*Set problem*
Format every line of the items below as a Markdown table with the columns "Row" and "Line", numbering the rows and omitting blank lines. Leave the pictures out of the table.

[BEGIN Dataset content]

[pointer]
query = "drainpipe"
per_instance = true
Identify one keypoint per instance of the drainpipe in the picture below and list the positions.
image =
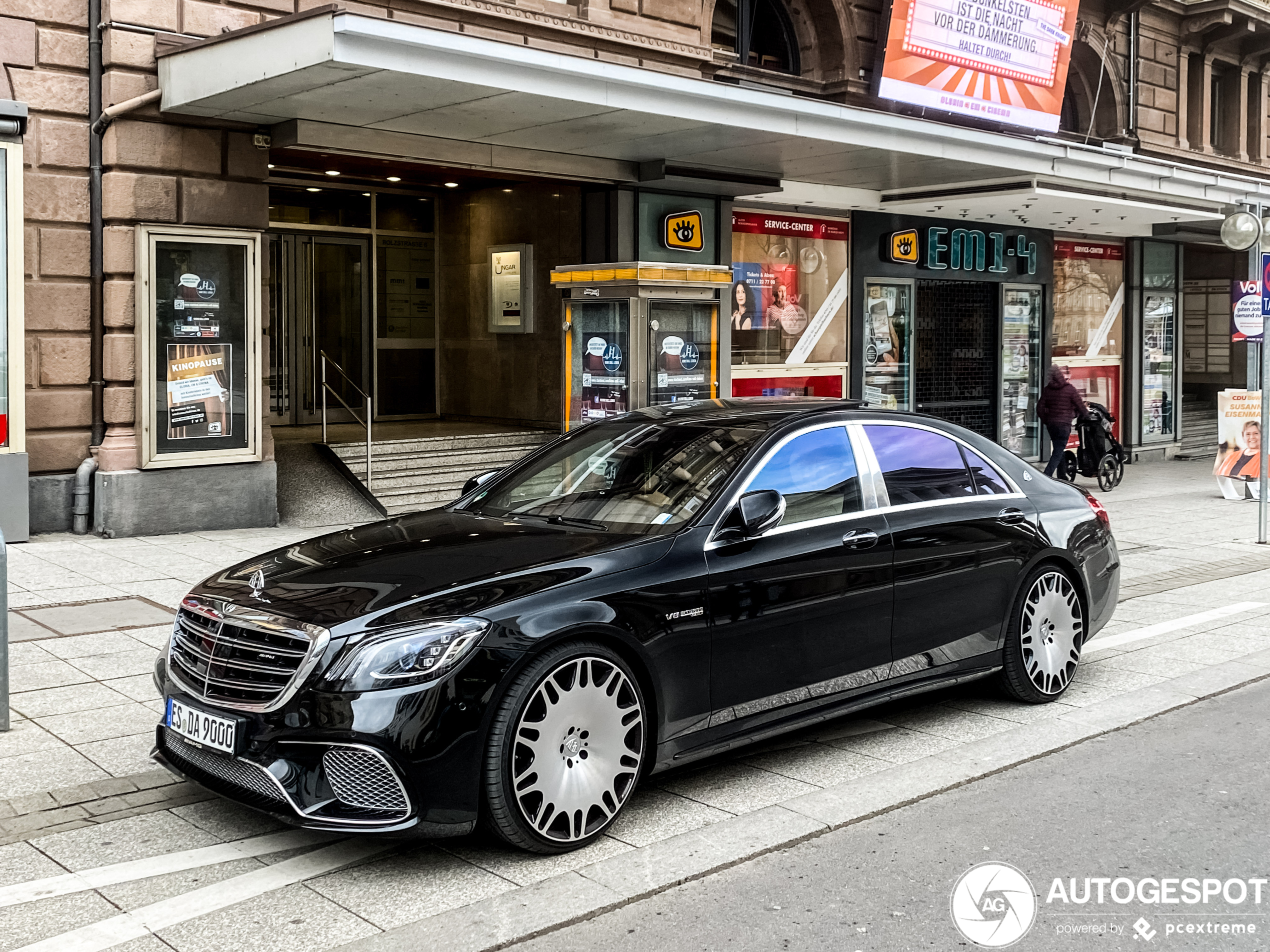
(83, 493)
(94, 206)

[END Dataset content]

*Completed exercise*
| Row | Line |
|---|---|
| 1 | [pointer] |
| 2 | query = "drainpipe" |
| 3 | per_instance = true |
| 4 | Identify one keypoint per instance of the drainpipe in the picture below and list the positions. |
| 5 | image = |
| 6 | (83, 493) |
| 7 | (94, 206) |